▶ [DIRECTIONS FOR THIS TASK]: Pull out each line of the listing below that contains the string "engine". Case counts, so match capitals and lowercase letters as given.

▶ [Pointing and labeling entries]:
========
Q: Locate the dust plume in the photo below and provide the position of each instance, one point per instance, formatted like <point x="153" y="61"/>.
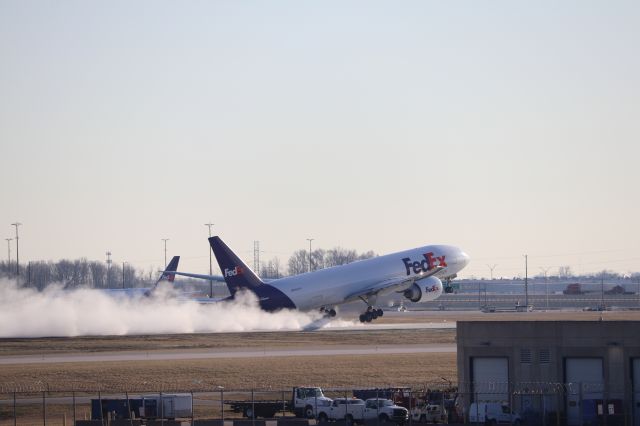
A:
<point x="55" y="311"/>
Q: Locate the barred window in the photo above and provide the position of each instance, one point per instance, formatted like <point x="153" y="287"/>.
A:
<point x="544" y="356"/>
<point x="525" y="356"/>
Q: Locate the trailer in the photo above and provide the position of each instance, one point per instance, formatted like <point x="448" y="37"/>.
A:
<point x="304" y="402"/>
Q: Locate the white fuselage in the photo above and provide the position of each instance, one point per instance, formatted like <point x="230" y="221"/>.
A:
<point x="336" y="285"/>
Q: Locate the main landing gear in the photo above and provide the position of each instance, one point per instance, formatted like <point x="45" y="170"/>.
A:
<point x="370" y="314"/>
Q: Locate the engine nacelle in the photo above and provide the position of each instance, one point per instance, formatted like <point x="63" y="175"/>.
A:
<point x="424" y="290"/>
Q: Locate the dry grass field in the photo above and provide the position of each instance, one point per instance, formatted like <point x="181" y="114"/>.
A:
<point x="262" y="372"/>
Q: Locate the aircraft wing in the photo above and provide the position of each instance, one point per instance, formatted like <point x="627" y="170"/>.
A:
<point x="199" y="276"/>
<point x="388" y="286"/>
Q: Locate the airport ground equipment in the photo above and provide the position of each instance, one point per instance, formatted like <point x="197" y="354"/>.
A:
<point x="154" y="406"/>
<point x="355" y="410"/>
<point x="429" y="413"/>
<point x="304" y="402"/>
<point x="493" y="413"/>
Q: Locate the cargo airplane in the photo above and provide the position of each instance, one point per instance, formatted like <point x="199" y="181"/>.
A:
<point x="167" y="275"/>
<point x="417" y="274"/>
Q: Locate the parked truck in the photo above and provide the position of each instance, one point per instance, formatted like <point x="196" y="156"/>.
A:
<point x="351" y="410"/>
<point x="355" y="410"/>
<point x="304" y="402"/>
<point x="155" y="406"/>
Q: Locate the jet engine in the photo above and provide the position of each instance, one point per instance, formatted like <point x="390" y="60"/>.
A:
<point x="424" y="290"/>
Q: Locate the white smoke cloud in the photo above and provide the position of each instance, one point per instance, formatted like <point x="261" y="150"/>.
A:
<point x="25" y="312"/>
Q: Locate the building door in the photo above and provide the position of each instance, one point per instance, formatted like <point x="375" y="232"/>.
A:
<point x="490" y="379"/>
<point x="635" y="370"/>
<point x="585" y="383"/>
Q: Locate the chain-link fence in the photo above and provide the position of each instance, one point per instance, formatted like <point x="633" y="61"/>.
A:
<point x="472" y="403"/>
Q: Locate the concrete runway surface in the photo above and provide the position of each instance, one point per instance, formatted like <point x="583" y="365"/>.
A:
<point x="228" y="353"/>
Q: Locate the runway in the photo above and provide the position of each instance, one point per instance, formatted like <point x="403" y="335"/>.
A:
<point x="228" y="353"/>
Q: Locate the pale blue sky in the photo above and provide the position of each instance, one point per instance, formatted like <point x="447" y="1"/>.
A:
<point x="501" y="127"/>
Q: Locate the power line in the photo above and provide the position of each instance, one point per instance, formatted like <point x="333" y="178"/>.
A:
<point x="17" y="249"/>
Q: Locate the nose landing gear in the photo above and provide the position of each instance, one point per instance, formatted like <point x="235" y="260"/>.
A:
<point x="328" y="312"/>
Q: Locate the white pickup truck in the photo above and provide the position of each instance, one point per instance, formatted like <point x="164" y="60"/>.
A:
<point x="354" y="410"/>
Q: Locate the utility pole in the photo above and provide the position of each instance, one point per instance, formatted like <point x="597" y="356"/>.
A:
<point x="17" y="249"/>
<point x="165" y="250"/>
<point x="546" y="284"/>
<point x="209" y="225"/>
<point x="9" y="252"/>
<point x="310" y="239"/>
<point x="108" y="253"/>
<point x="526" y="282"/>
<point x="491" y="268"/>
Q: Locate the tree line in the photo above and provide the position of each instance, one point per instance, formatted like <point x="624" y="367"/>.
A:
<point x="97" y="274"/>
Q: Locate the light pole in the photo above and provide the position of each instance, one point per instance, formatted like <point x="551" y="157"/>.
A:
<point x="491" y="268"/>
<point x="526" y="282"/>
<point x="108" y="253"/>
<point x="310" y="239"/>
<point x="546" y="284"/>
<point x="123" y="263"/>
<point x="17" y="249"/>
<point x="165" y="250"/>
<point x="210" y="264"/>
<point x="9" y="252"/>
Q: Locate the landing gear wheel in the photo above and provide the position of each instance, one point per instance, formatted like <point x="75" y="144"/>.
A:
<point x="348" y="420"/>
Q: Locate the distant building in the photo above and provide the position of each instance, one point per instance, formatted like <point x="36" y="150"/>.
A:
<point x="553" y="372"/>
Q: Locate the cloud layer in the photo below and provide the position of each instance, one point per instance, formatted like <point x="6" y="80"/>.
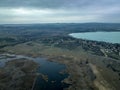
========
▶ [CORRECT RESPONSE]:
Q: Locate the engine nacelle in the photo above and provide the position of each instance, one point per instance, formatted like <point x="63" y="175"/>.
Q: Locate the jet engine in the photo above and provide the position of each instance, one point per instance, formatted like <point x="390" y="60"/>.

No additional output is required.